Saved data entries:
================================

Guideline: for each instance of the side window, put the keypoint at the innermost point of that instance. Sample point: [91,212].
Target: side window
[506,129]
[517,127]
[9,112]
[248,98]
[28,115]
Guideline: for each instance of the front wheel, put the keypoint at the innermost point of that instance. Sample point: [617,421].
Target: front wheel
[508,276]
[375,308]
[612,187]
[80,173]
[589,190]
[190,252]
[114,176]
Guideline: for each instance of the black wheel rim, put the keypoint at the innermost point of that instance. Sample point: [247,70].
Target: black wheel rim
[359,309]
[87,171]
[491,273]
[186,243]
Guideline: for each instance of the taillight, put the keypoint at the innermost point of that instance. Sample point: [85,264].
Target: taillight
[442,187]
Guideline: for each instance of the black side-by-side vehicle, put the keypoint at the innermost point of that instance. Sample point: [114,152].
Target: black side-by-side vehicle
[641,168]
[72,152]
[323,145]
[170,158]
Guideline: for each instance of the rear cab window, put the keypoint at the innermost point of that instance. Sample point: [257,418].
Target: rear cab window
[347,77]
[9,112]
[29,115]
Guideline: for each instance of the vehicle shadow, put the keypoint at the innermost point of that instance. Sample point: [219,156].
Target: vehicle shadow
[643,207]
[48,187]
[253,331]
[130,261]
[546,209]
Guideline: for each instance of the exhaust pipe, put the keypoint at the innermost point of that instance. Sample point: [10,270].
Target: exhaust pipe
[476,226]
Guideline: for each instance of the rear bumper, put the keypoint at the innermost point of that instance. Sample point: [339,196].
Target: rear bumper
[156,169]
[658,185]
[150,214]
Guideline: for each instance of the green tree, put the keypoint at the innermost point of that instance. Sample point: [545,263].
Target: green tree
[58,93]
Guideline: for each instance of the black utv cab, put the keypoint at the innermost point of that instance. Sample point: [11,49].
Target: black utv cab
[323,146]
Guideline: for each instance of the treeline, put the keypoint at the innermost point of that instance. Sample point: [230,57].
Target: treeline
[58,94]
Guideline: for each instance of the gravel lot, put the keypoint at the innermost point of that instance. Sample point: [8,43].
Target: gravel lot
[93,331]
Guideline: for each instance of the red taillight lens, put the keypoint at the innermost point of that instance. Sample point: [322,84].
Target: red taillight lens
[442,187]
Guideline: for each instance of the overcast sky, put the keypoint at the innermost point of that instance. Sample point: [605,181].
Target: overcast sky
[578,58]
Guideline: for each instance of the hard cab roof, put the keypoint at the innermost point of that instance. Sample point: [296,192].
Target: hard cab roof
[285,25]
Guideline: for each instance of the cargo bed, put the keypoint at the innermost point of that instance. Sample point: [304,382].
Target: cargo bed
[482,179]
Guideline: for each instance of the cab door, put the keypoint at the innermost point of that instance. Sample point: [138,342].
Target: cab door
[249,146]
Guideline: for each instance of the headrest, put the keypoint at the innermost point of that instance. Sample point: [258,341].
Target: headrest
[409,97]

================================

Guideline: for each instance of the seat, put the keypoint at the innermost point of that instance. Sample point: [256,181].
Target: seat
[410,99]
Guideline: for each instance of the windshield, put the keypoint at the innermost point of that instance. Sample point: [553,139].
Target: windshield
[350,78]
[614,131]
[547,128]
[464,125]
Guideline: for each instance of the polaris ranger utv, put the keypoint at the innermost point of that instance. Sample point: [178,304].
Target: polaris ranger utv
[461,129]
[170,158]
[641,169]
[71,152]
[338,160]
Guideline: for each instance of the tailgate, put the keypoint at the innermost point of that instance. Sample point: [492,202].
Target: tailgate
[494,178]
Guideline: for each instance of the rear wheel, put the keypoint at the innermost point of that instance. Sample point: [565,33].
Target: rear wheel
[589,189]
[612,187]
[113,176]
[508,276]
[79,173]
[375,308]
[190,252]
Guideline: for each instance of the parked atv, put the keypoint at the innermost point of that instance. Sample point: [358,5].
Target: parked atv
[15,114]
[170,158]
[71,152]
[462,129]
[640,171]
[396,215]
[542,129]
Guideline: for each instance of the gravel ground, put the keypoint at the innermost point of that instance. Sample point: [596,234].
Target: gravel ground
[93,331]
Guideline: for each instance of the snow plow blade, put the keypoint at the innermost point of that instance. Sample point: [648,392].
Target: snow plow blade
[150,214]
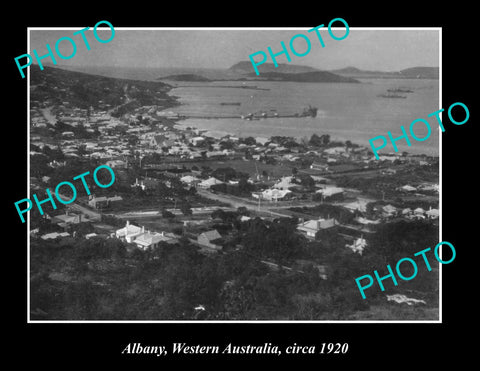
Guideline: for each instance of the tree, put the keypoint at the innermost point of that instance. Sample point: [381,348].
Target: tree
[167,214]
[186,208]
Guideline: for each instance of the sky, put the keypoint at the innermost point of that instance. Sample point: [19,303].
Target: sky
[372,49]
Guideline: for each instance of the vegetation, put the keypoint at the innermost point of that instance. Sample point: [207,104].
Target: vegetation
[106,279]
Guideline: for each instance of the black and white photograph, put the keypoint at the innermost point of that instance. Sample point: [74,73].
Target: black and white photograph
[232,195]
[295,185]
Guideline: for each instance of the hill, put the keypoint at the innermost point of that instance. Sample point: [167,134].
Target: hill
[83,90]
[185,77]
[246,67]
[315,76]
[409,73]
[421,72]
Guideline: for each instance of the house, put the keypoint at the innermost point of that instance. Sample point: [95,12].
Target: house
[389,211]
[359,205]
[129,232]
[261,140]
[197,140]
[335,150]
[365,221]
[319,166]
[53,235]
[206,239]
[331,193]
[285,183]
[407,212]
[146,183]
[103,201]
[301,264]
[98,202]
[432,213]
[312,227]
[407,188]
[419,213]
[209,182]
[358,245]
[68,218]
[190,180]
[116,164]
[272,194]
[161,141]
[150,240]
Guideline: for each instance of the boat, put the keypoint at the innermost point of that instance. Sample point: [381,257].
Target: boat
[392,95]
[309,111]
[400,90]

================================

AIM | Pull out every row above that contains the string "tailgate", copying each one in full. Case counts, so skip rows where the string appears with different capitalization.

IN RESPONSE |
Guideline: for each instance of the tailgate, put the keypoint at the innermost point of that instance. Sample point: [492,202].
Target: tailgate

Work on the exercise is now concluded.